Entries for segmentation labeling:
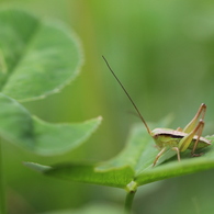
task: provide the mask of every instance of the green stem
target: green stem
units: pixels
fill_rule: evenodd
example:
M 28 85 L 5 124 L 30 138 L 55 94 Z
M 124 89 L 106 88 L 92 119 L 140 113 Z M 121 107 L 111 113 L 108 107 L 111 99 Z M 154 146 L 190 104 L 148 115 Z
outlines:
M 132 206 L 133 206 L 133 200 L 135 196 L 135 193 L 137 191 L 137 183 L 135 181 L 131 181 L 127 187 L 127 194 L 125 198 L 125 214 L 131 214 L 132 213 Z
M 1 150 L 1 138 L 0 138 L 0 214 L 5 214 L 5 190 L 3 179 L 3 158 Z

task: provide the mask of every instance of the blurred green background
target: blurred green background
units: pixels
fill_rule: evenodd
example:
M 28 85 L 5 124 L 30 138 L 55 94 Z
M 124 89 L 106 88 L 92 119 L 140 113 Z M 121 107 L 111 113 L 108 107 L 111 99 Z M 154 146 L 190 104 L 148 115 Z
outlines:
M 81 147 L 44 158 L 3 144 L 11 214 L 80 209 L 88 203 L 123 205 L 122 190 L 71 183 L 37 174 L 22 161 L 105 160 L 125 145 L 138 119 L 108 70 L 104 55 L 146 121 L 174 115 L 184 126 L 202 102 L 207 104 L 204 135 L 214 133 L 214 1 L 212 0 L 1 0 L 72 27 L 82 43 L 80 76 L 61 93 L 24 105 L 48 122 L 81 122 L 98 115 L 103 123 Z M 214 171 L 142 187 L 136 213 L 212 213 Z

WHAT YOU HAVE TO DO: Shift the outline coordinates in the lines above by adding 89 to each number. Then write out all the lines again, requests included, but without the pictures.

ANSWER TO THIS PROBLEM:
task: provide the mask of every instance of the green stem
target: green stem
units: pixels
fill_rule: evenodd
example:
M 28 85 L 5 124 L 30 138 L 55 94 Z
M 124 89 L 106 88 L 92 119 L 140 113 Z M 121 107 L 111 113 L 108 107 L 111 99 Z M 154 146 L 190 104 L 148 115 Z
outlines:
M 221 295 L 222 295 L 222 289 L 224 285 L 224 282 L 226 280 L 226 272 L 224 270 L 220 270 L 216 276 L 216 283 L 214 287 L 214 303 L 220 303 L 221 302 Z
M 90 239 L 90 227 L 89 227 L 89 303 L 94 303 L 94 279 L 92 268 L 92 247 Z

task: provide the mask of every instance of the blurred green background
target: blurred green background
units: pixels
fill_rule: evenodd
example:
M 28 85 L 5 124 L 30 138 L 55 94 Z
M 124 89 L 106 88 L 92 119 L 140 113 Z M 121 107 L 111 113 L 108 107 L 111 99 Z M 154 146 L 190 104 L 148 115 Z
outlines:
M 170 236 L 133 247 L 92 233 L 100 303 L 169 298 L 177 292 L 212 294 L 211 279 L 160 272 L 126 263 L 111 250 L 194 249 L 214 234 L 227 208 L 197 159 L 193 144 L 235 210 L 263 204 L 273 215 L 291 191 L 296 193 L 293 224 L 303 222 L 303 90 L 301 89 L 90 89 L 161 116 L 171 132 L 169 165 L 150 182 L 113 194 L 137 211 L 170 211 L 187 204 L 192 212 Z M 303 260 L 231 276 L 225 302 L 301 302 Z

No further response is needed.